**Consigne de travail**
Poursuivez l'extrait sur le savoir médical et sa publication en reprenant juste après sa dernière phrase.
== Extrait de texte ==
S’il est vrai que nous ne nous comprenions qu’imparfaitement en bonne santé, cela est encore plus manifeste dans la maladie, où les actions naturelles imparfaitement comprises, troublées dans une voie obscure par des causes demi-vues, rampent et roulent dans les ténèbres vers leur but, parfois employant nos remèdes comme un marchepied sûr, parfois, peut-être, trébuchant sur eux comme sur des obstacles [7].

Dans les jours d’autrefois, quand la profession médicale, ou une simple spécialité médicale, était un héritage dans certaines familles, une grande partie de leur science et l’efficacité de leurs remèdes passaient pour dépendre de ce qu’ils étaient gardés dans un profond secret. Parmi les préceptes de la magie, il n’y en avait aucun de plus significatif que celui qui déclarait que la communication des formules détruisait leur puissance, et qu’ainsi toute tentative pour révéler le secret devait toujours échouer.

Nous avons changé tout cela. Chaque médecin se hâte de publier ses découvertes et son savoir spécial, et un bon nombre font la même chose pour ce qui n’est ni spécial ni savoir. Pour l’individu à un certain degré, pour la nation ou la race à un degré beaucoup plus élevé, la littérature produite est le souvenir le plus durable. Tout le résultat de la civilisation a été cyniquement défini comme étant en gros : « Trois cents millions de Chinois, deux cents millions de naturels dans les Indes, deux cents millions d’Européens et d’Américains du Nord, et un mélange d’une ou deux centaines de millions de centre Asiatiques, de Malais, d’insulaires de la mer du Sud, etc. ; et au-dessus et par-dessus tout le reste, la bibliothèque du British Museum. Tel est le résultat net d’une lutte indéfiniment longue entre les fardeaux de toutes sortes elles forces humaines qui se développent d’elles-mêmes dans les efforts qu’elles font pour les soulever [8] ».
===
== Ensemble de données ==
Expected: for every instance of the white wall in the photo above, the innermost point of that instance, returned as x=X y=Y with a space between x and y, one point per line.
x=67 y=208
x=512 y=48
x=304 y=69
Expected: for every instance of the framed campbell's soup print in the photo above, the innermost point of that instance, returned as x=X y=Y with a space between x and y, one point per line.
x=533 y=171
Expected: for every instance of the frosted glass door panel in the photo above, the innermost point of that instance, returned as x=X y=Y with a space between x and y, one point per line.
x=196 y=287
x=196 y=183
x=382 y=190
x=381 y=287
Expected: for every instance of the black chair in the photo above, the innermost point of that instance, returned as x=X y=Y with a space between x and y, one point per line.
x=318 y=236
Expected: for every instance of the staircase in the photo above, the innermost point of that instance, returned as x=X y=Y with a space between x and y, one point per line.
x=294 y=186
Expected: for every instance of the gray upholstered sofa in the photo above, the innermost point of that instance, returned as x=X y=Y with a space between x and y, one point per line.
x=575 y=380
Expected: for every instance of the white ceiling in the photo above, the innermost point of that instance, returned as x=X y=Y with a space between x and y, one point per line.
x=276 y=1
===
**Réponse rédigée**
Et ainsi, dans nos grandes bibliothèques médicales, chacun des in-folio et des petites plaquettes imprimés en petites lettres noires bizarres, qui caractérisent les deux premiers siècles de l’imprimerie, ou les volumes bon marché et ignobles des temps plus modernes, avec leur papier scrofuleux et leur abominable typographie, représentent en grande partie la vie d’un membre de notre profession et le fruit de ses travaux, et c’est par ce fait que nous le connaissons.

Après avoir rappelé que les physiciens modernes ont démontré que le soleil s’en va, que la terre court à la rencontre du soleil, et que par suite notre planète, avec tout ce qu’elle contient, sera grillée ou gelée, le professeur Cliffort conclut ainsi : « Notre Intérêt dépend tellement du passé qu’il peut servir à guider nos actions dans le présent, et tellement de l’avenir qu’il sera influencé par nos actions actuelles. Nous n’en savons pas davantage et nous ne devons pas nous en préoccuper. Cela semble-t-il dire : mangeons et buvons, car nous mourrons demain ? Non sans doute, mais plutôt : prenons-nous la main et espérons, car aujourd’hui nous vivons ensemble. » À cela, j’ajouterai un verset du Thalmud qui vous rappellera le premier aphorisme d’Hippocrate et qui n’en est pas plus mauvais pour cela : « La journée est courte et le travail est grand ; la récompense aussi est grande et l’ouvrage presse. Ce n’est pas à toi qu’il incombe de finir l’ouvrage, mais tu ne dois pas cependant cesser de travailler. »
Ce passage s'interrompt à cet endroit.